▶ [GOAL]:
Swap every "blue cycling jersey" for "yellow cycling jersey" in the entries below, and write out their lines again with nothing else altered.

▶ [RECORDS FOR THE TASK]:
==*==

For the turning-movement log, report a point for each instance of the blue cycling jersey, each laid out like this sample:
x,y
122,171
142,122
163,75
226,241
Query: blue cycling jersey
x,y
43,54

==*==

▶ [EXERCISE SOLUTION]:
For the turning-movement log, report a point for each instance of the yellow cycling jersey, each laid out like this sample:
x,y
122,171
142,122
163,75
226,241
Query: yellow cycling jersey
x,y
43,54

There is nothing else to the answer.